Tareas
[1] Reproduce del extracto sobre la Alianza todo lo que va desde "El establishment apoya" hasta "el uno a uno.".
[2] Responde con datos del extracto sobre la Alianza:
(a) ¿Quién quedó a diez puntos de distancia de De la Rúa en las elecciones de 1999?
(b) ¿En qué sector optaron por concentrarse los socios locales?
(c) ¿Qué gobernador de Santa Cruz criticó la medida?

━━━ Extracto del documento ━━━

El establishment apoya las alucinaciones de Milei pero el modelo es socialmente insostenible
El 24 de octubre de 1999, Fernando de la Rúa ganó las elecciones presidenciales como candidato de la Alianza, una coalición conformada por la UCR y el FREPASO, espacio más o menos progresista surgido desde la disidencia peronista a Carlos Menem. A diez puntos de distancia quedó Eduardo Duhalde, ex Vicepresidente de Menem devenido gobernador de la provincia de Buenos Aires, quien por aquel entonces estaba enfrentado a su antiguo socio y buscaba una alternativa a la convertibilidad. Paradójicamente, la Alianza, que se situaba claramente en la oposición, defendía con ahínco ese modelo económico. De hecho, la gran promesa electoral de De la Rúa –y tal vez la única que cumplió– fue mantener el uno a uno.
Con el desguace del Estado y la venta o concesión de las empresas públicas a precio vil, Menem había logrado conciliar dos grupos económicos muchas veces antagónicos: el establishment local y las empresas multinacionales. Pasada la euforia inicial y en una segunda etapa, los socios locales vendieron sus participaciones en las empresas privatizadas, así como sus empresas (que sentían amenazadas por la competencia global), y optaron por concentrarse en el sector agropecuario. Explicado de una manera muy elemental: de fabricar galletitas o electrodomésticos, pasaron a exportar soja. Ese cambio en el giro comercial tuvo una importancia crucial a la hora de definir la salida de la convertibilidad.
Pero eso vendría unos años más tarde. En 1999, la Alianza debía resolver la paradoja de propiciar la continuidad de la política económica de un gobierno al que culpaba, con razón, por el aumento de la pobreza y la exclusión. Para ello, centró su campaña en la denuncia de la supuesta corrupción menemista: la culpa no era del modelo sino de la venalidad de quienes lo aplicaban. Como señalaba en uno de los spots de campaña una niña de guardapolvo blanco y pulcras colitas, el problema de la Argentina “son los corruptos”. Enfrentándolos e impidiendo que esos malos ciudadanos robaran el futuro a nuestros hijos, la Argentina encontraría por fin el camino del desarrollo y la inclusión.
Rodeado de comandos armados hasta los dientes, De la Rúa prometía en otro spot de campaña: “Conmigo, quien las hace, las paga”. Sólo faltó que dijera que el ajuste lo pagaría la casta. En realidad, como ocurriría un cuarto de siglo más tarde bajo el gobierno de La Libertad Avanza, el ajuste propiciado fue afrontado por jubilados y empleados. El entonces gobernador de Santa Cruz, Néstor Kirchner, criticó la medida: “Débiles con los fuertes y fuertes con los débiles”.

━━━ Filas de datos ━━━

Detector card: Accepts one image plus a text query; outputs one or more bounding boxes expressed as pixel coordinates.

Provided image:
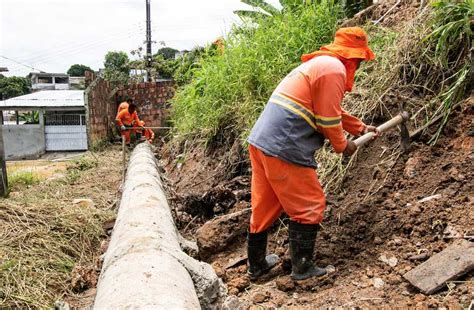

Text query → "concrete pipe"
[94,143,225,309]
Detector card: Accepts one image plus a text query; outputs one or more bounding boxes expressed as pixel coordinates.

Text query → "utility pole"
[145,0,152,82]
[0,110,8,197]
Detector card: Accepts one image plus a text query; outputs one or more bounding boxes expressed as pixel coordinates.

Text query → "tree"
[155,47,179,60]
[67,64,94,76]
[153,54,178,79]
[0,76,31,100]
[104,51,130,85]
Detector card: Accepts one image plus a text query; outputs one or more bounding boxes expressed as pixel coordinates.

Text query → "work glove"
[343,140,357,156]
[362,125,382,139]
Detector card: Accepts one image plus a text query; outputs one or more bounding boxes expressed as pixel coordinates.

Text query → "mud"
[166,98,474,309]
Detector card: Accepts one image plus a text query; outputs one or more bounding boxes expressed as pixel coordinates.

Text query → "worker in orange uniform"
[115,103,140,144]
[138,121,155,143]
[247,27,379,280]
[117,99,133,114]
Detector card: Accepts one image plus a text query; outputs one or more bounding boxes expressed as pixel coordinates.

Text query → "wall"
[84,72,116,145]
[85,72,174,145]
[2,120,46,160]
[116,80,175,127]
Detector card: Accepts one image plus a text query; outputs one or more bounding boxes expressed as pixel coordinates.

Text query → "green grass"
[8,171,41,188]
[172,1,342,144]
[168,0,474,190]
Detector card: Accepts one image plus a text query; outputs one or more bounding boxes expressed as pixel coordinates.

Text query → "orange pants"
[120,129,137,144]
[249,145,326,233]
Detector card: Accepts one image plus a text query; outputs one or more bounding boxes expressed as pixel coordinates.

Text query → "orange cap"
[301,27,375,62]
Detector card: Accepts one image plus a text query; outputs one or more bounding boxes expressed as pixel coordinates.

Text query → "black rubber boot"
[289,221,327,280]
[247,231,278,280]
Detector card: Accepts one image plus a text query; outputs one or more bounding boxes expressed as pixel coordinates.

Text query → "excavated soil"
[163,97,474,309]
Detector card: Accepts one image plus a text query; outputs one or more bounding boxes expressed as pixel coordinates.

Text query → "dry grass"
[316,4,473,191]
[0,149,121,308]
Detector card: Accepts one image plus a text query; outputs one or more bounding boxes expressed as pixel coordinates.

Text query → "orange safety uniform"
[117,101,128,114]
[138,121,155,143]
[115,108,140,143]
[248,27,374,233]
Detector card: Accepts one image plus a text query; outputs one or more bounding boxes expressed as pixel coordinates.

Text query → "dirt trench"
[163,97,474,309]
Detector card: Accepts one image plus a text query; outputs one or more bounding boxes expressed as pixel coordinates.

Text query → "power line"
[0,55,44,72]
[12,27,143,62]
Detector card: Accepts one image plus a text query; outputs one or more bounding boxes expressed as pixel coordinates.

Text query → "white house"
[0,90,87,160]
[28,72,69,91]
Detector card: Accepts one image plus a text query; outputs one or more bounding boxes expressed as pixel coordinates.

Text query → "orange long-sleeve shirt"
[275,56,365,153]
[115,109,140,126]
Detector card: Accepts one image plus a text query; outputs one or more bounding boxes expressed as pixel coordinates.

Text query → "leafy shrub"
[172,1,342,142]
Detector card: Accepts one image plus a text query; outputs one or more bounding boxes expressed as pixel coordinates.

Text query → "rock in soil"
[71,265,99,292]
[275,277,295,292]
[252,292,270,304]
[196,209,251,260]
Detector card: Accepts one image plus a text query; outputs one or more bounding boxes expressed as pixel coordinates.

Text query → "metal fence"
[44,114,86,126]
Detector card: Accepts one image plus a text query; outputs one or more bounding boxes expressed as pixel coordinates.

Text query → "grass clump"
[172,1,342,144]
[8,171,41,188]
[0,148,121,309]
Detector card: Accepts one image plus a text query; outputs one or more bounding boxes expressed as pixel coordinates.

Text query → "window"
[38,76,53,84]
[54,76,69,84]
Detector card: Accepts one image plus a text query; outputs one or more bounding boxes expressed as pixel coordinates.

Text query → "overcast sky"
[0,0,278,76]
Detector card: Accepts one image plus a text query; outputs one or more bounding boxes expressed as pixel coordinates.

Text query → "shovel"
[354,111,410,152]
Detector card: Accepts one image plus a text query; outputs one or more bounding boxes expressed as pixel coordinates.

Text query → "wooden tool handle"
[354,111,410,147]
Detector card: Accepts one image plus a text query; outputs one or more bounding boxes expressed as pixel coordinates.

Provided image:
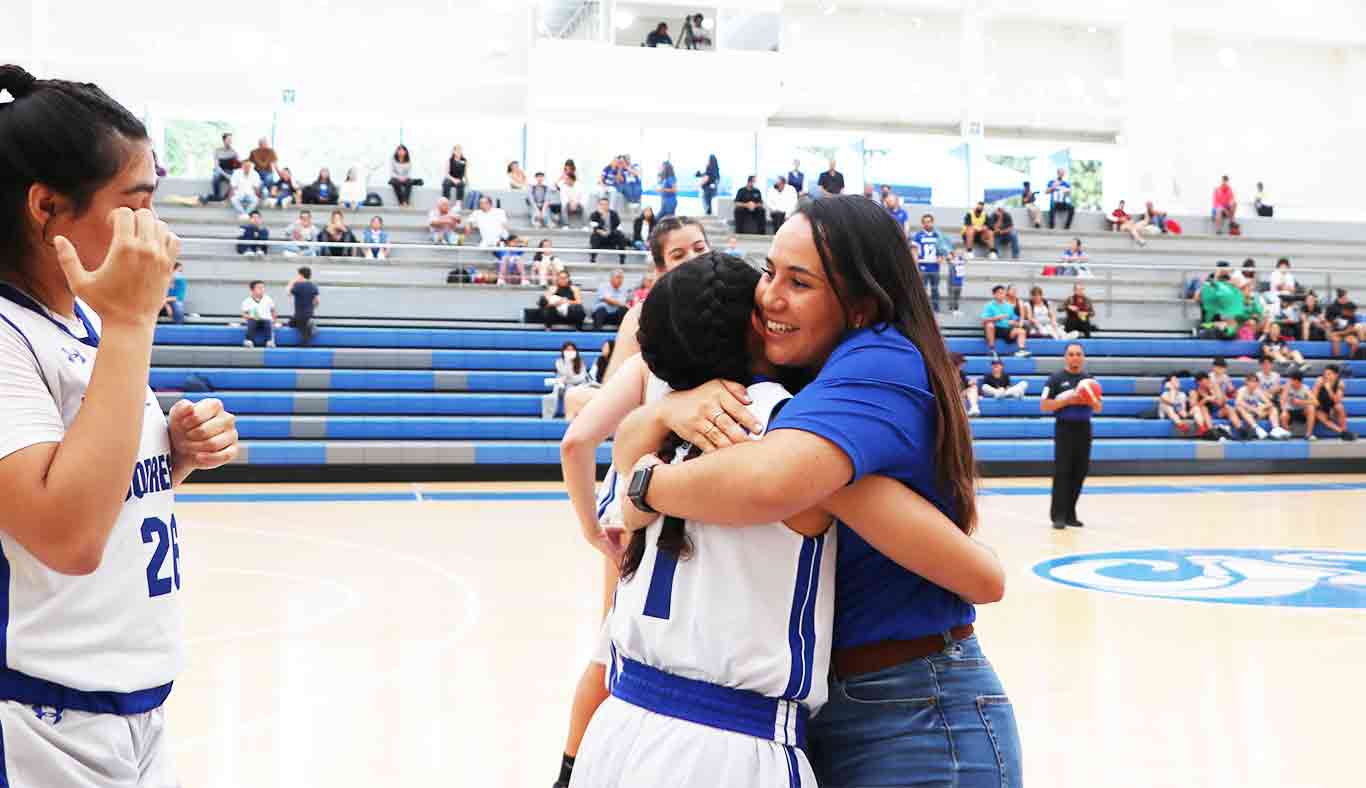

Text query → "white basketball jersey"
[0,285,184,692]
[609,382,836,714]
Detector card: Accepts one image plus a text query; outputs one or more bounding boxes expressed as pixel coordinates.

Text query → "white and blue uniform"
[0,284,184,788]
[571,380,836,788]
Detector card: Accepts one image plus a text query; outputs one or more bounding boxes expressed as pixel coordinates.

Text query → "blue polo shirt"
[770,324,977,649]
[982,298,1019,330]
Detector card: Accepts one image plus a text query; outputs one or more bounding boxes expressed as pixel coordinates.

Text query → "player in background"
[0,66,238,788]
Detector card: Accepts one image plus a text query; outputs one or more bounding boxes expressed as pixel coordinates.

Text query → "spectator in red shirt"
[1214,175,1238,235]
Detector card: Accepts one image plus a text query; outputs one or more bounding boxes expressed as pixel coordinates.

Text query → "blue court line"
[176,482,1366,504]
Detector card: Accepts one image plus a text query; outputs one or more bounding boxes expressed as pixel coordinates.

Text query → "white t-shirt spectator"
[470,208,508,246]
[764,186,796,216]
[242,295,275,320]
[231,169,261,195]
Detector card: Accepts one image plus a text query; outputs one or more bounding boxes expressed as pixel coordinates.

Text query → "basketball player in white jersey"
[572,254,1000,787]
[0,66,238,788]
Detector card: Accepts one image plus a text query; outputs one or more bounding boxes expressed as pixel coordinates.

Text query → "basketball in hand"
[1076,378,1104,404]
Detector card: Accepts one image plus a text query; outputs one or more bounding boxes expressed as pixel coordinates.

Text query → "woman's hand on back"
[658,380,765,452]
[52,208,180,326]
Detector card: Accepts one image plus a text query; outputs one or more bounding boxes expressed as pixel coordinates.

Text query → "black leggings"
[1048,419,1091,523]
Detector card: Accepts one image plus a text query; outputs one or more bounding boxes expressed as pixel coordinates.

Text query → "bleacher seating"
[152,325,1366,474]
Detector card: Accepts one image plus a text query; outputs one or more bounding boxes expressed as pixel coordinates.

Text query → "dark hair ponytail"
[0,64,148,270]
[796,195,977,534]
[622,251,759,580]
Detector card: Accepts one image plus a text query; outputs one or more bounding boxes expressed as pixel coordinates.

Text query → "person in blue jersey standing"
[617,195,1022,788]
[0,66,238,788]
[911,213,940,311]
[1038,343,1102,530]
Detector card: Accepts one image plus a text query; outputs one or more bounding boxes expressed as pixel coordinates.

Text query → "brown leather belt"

━━━
━━━ Filas de datos ━━━

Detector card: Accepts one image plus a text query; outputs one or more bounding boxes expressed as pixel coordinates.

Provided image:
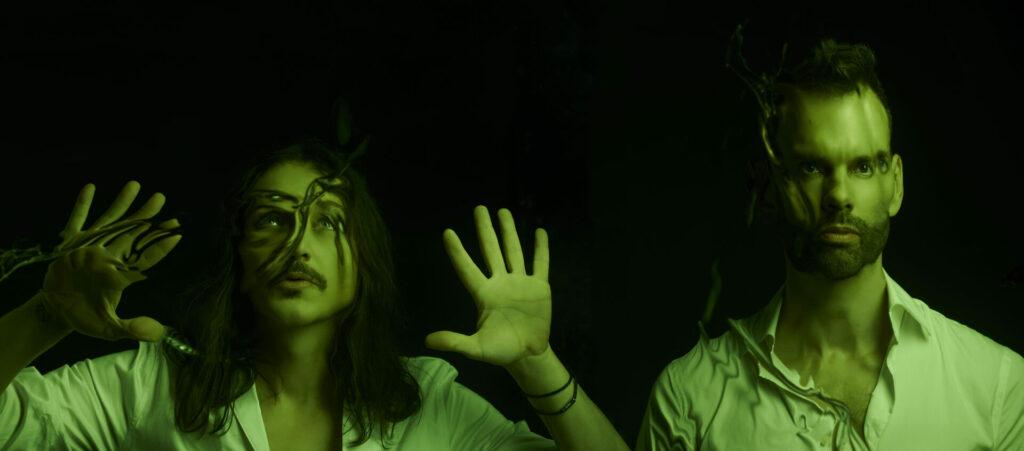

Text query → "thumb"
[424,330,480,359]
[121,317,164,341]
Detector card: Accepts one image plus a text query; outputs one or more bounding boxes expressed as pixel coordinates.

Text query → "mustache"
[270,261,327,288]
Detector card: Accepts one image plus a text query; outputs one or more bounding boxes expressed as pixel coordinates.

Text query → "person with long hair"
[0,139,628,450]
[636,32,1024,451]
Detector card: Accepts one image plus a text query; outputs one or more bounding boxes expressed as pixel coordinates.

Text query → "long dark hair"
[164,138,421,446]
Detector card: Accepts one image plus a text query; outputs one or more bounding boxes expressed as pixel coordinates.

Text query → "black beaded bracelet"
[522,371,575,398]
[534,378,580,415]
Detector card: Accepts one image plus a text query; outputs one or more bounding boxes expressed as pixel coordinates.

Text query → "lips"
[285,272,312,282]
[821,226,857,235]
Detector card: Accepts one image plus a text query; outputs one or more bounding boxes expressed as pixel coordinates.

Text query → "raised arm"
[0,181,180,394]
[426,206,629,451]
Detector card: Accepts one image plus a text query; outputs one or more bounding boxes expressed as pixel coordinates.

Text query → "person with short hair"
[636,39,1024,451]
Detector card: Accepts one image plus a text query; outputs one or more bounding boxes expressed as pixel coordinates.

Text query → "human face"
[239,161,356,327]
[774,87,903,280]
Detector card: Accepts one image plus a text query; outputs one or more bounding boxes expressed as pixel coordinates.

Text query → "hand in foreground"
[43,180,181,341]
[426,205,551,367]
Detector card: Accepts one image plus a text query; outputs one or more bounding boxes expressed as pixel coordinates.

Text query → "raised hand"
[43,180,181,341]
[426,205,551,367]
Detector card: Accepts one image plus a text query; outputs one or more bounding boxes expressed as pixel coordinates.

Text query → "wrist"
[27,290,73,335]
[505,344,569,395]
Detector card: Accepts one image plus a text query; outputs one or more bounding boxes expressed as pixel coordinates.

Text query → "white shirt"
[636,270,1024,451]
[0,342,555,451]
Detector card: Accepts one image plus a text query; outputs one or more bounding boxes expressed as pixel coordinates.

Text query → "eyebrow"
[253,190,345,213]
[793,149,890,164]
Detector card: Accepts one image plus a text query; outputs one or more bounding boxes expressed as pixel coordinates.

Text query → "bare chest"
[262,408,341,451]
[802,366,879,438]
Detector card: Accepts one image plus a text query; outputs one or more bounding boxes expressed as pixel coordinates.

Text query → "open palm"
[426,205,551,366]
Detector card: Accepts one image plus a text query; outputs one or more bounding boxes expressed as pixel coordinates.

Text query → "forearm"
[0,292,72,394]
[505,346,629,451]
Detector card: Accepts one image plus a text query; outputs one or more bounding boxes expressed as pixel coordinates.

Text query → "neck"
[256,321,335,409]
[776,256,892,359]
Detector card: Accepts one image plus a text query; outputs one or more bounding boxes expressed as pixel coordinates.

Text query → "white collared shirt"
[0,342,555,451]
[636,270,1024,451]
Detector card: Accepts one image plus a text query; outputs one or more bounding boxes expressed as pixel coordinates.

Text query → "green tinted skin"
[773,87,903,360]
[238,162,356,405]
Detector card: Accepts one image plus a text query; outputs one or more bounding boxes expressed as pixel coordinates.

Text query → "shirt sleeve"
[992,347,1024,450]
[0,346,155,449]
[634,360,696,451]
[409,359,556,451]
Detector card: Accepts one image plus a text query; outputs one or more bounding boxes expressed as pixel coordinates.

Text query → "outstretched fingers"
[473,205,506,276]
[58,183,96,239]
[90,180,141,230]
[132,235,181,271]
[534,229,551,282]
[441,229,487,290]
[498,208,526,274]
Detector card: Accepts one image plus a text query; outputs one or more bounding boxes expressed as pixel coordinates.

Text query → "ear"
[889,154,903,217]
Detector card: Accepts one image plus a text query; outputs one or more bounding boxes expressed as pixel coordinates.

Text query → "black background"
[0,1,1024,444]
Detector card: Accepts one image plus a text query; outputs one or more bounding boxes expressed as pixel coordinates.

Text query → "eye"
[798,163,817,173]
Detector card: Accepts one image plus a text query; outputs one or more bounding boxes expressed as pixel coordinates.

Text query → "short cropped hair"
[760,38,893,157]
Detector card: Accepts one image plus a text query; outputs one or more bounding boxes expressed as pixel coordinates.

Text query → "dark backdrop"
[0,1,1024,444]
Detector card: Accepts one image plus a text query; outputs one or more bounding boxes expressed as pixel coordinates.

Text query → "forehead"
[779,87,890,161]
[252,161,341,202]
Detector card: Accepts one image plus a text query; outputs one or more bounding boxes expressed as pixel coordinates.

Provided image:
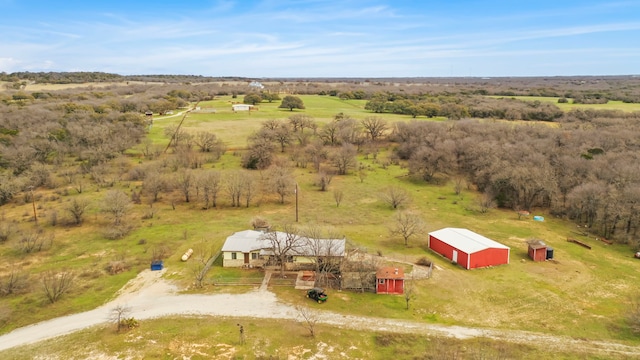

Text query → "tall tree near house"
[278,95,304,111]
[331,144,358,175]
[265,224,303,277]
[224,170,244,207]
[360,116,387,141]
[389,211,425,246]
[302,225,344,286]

━━━

Respuestas por tarea
[1]
El establishment apoya las alucinaciones de Milei pero el modelo es socialmente insostenible
El 24 de octubre de 1999, Fernando de la Rúa ganó las elecciones presidenciales como candidato de la Alianza, una coalición conformada por la UCR y el FREPASO, espacio más o menos progresista surgido desde la disidencia peronista a Carlos Menem. A diez puntos de distancia quedó Eduardo Duhalde, ex Vicepresidente de Menem devenido gobernador de la provincia de Buenos Aires, quien por aquel entonces estaba enfrentado a su antiguo socio y buscaba una alternativa a la convertibilidad. Paradójicamente, la Alianza, que se situaba claramente en la oposición, defendía con ahínco ese modelo económico. De hecho, la gran promesa electoral de De la Rúa –y tal vez la única que cumplió– fue mantener el uno a uno.

[2]
(a) Eduardo Duhalde.
(b) En el sector agropecuario.
(c) Néstor Kirchner.